Short exercise 1:
Reproduce the records from the line containing "Expected: for every instance of the mosque roof" down to the line containing "Expected: for every instance of the dense", with "photo" changed to "image" throughout and nothing else altered.

Page excerpt:

+++

Schwartz | Kelly LLC
If you are out-of-state counsel looking to file a lawsuit in New Jersey, you may have wrestled with or stumbled upon New Jersey's Entire Controversy Doctrine. The unique doctrine has been the death-knell of many civil actions in New Jersey by virtue of the parties' failure to comply with the Entire Controversy Doctrine's overriding policy mandates. But while the Entire Controversy Doctrine is a powerful procedural bar to many actions, it is a beatable doctrine with careful planning, precise pleadings and a healthy dose of fortitude.
This Firm has successfully defeated the Entire Controversy Doctrine.1 It has a detailed working knowledge of the more than 50 reported Entire Controversy Doctrine cases in New Jersey. Although it is difficult to offer a blueprint for how to defeat the doctrine in any litigation, this article summarizes the Entire Controversy Doctrine's core requirements. The article also offers suggestions for how to comply with these requirements and then dissects the parameters of the Entire Controversy Doctrine in order to present a workable plan for defeating the doctrine's broad reach.

+++

Exercise input:
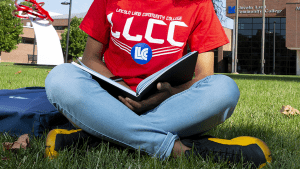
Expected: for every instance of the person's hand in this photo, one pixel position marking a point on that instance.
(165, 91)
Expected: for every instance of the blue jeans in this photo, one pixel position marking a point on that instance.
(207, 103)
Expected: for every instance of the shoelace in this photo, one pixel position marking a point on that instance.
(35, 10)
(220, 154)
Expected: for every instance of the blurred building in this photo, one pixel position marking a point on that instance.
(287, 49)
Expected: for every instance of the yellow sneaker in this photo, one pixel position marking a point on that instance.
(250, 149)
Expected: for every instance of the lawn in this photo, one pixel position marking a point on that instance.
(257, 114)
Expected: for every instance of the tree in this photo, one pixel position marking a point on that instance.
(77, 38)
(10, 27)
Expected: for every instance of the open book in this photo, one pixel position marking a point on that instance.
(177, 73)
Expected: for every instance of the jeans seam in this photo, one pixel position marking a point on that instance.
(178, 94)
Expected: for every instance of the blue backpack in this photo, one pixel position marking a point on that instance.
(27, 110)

+++

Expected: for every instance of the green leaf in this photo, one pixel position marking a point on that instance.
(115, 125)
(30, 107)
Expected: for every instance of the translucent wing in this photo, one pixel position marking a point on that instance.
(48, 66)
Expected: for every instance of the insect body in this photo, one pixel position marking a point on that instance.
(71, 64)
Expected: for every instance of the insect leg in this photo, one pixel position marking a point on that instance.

+++

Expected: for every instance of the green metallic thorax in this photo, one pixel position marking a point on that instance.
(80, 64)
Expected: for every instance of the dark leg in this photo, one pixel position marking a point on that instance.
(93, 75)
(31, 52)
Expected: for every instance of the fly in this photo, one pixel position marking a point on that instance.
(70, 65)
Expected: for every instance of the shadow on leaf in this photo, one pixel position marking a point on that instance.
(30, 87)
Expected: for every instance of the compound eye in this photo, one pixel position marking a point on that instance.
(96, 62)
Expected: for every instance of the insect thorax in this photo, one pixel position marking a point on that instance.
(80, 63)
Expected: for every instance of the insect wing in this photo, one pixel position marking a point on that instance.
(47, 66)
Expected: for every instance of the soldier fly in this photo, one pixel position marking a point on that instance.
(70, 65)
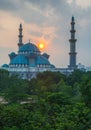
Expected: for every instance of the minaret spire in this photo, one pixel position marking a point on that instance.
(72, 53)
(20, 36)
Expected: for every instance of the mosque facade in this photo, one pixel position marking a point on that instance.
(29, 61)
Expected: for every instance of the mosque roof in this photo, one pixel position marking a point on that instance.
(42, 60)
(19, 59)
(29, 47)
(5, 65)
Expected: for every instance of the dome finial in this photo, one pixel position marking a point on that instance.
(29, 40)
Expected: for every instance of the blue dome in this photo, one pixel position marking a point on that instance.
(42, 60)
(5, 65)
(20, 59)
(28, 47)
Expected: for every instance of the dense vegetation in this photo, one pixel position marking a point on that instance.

+++

Short exercise 2:
Write the next part of the article on New Jersey's Entire Controversy Doctrine, continuing from its final sentence.

Task answer 1:
Expected: for every instance of the mosque roof in this image, one pixel position marking a point on that instance.
(42, 60)
(19, 59)
(29, 47)
(5, 65)
Expected: for every instance of the dome finial in this image, one pixel position marking a point on that instance.
(29, 40)
Expected: for every instance of the blue dome in this image, one pixel position marking a point on that instance.
(42, 60)
(5, 65)
(20, 59)
(28, 47)
Expected: for every instance of the dense vegetation in this image, one pixel position marking a point on that instance.

Task answer 2:
Entire Controversy Doctrine History. Initially, the Entire Controversy Doctrine required mandatory joinder of claims in a single action. In a nutshell, the Entire Controversy Doctrine required that a party assert all claims against another party, whether a plaintiff or defendant or third-party defendant, in a single action so long as the claims arose from a common nucleus of facts.2 Any omitted claims were subject to bar in a subsequent action, even if the omitted claims involved a defendant's claims against a plaintiff that were not asserted in a counterclaim. Later, however, in a dramatic and swift evolution, the doctrine was vastly expanded in 1995 to include joinder of parties as well as claims. At that point, the Entire Controversy Doctrine required that a party join any other party who may have been liable in an action based upon the operative facts in the litigation.3 In that case, the New Jersey Supreme Court held that a party claiming legal malpractice in defense of a claim had to join that party's lawyers with the underlying case.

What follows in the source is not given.